### DESCRIPTION OF THE TASK
Would you output each record exactly as it stands?

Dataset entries
:::
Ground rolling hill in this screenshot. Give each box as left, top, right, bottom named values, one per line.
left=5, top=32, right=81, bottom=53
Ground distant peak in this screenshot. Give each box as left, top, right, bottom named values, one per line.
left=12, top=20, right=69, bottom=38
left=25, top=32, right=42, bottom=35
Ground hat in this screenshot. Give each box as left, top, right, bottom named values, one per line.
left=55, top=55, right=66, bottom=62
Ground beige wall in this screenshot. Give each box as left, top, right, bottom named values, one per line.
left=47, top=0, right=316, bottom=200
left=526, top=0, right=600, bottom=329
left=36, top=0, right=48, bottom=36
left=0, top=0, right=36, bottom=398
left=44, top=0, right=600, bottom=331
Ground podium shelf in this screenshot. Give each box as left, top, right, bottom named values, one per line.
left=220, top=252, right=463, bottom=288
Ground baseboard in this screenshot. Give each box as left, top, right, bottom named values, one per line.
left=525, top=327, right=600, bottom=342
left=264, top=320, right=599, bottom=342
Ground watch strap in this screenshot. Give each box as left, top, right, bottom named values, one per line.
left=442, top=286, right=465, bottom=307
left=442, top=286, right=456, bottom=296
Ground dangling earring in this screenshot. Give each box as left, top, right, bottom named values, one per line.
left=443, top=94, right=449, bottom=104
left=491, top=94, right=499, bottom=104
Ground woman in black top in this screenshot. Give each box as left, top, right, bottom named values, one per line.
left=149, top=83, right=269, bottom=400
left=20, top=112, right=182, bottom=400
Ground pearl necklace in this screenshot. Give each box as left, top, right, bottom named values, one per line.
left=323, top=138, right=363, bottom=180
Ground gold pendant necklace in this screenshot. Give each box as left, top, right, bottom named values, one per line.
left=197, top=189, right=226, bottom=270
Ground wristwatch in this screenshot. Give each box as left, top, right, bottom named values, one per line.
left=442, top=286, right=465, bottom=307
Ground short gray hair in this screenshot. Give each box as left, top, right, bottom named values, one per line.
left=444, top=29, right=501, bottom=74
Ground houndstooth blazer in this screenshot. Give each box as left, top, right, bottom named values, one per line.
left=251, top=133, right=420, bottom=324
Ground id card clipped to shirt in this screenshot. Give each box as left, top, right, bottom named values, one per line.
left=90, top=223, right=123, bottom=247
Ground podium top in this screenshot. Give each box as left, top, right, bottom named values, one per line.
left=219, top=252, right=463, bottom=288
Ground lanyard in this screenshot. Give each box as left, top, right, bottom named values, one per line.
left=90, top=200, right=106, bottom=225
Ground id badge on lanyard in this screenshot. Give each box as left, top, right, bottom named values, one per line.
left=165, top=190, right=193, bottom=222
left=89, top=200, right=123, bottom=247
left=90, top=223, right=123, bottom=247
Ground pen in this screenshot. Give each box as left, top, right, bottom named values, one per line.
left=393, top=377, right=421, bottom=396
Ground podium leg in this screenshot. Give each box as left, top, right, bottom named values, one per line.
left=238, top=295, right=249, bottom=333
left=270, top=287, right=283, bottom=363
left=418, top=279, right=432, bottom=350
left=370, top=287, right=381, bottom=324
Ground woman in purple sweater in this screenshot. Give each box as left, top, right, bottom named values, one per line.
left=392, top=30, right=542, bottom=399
:::
### WRITTEN RESPONSE
Ground rolling hill in this screenshot. Give each box as left, top, right, bottom named values, one per line.
left=5, top=32, right=81, bottom=53
Ground distant peak in this screenshot. Give each box as left, top, right, bottom named values, one per line.
left=12, top=20, right=69, bottom=38
left=25, top=32, right=42, bottom=35
Ground hat in this screenshot. Give each box as left, top, right, bottom named values, one per line.
left=55, top=55, right=66, bottom=62
Ground beige wall in this screenshot. Give each box as left, top, right, bottom named values, one per line.
left=47, top=0, right=316, bottom=200
left=526, top=0, right=600, bottom=329
left=36, top=0, right=48, bottom=36
left=0, top=0, right=36, bottom=398
left=44, top=0, right=600, bottom=331
Ground podium shelf in this screenshot. Give each box as left, top, right, bottom named values, one per line.
left=220, top=252, right=463, bottom=288
Ground baseboard in this screenshot. Give each box as left, top, right, bottom named values, one per line.
left=525, top=327, right=600, bottom=342
left=264, top=320, right=599, bottom=342
Ground watch strap in this screenshot. Give each box as left, top, right, bottom named values, one per line.
left=442, top=286, right=465, bottom=307
left=442, top=286, right=456, bottom=296
Ground dangling earring in this screenshot. Give each box as left, top, right, bottom named values, one per line.
left=443, top=94, right=449, bottom=104
left=491, top=94, right=499, bottom=104
Ground woman in black top in this screenshot. Give each box as left, top, right, bottom named values, one per line.
left=149, top=83, right=269, bottom=400
left=20, top=112, right=182, bottom=400
Ground pearl necklace in this screenshot. Give each box as left, top, right, bottom named values, one per line.
left=323, top=138, right=363, bottom=180
Ground gold pendant necklace in this screenshot. Give each box as left, top, right, bottom named values, one per line.
left=197, top=189, right=226, bottom=270
Ground wristwatch in this screenshot. Give each box as left, top, right, bottom named values, one per line.
left=442, top=286, right=465, bottom=307
Ground short gray hair in this screenshot. Give each box as left, top, right, bottom named values, one per line.
left=444, top=29, right=501, bottom=74
Ground houndstooth blazer in this screenshot. Give each box as left, top, right, bottom named values, one per line.
left=251, top=133, right=420, bottom=324
Ground id card clipped to shirt in this screenshot. Give each box as left, top, right, bottom named values, one per line.
left=90, top=223, right=123, bottom=247
Ground podium top in this screenshot. Give each box as left, top, right, bottom named values, one per line.
left=219, top=252, right=463, bottom=288
Ground lanyard in this screenshot. Give each box as left, top, right, bottom named values, one per line.
left=90, top=200, right=106, bottom=225
Ground id badge on lanyard in this screenshot. Give each box as left, top, right, bottom named values, one per line.
left=165, top=190, right=193, bottom=222
left=89, top=200, right=123, bottom=247
left=90, top=223, right=123, bottom=247
Ground pen in this screenshot. Give each box as left, top, right, bottom named values, one per line.
left=393, top=377, right=421, bottom=396
Ground podium leg in this screenshot. Give each box as left, top, right, bottom named values, one per line.
left=238, top=295, right=249, bottom=333
left=270, top=287, right=283, bottom=363
left=418, top=279, right=432, bottom=350
left=370, top=287, right=381, bottom=324
Ground woman in purple sweater in this screenshot. Give each box as left, top, right, bottom named values, one per line.
left=392, top=30, right=542, bottom=399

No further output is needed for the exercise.